* _DATA FOR THIS EXERCISE_
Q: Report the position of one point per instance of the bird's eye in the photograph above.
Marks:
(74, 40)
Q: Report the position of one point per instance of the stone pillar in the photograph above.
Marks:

* _WHAT THIS TASK INVOLVES_
Copy out all lines of the listing above that include "photograph".

* _RESPONSE AREA_
Q: Report the position of one point per instance of the bird's eye in the photograph above.
Q: Report the position of one point per instance of the stone pillar in the photograph above.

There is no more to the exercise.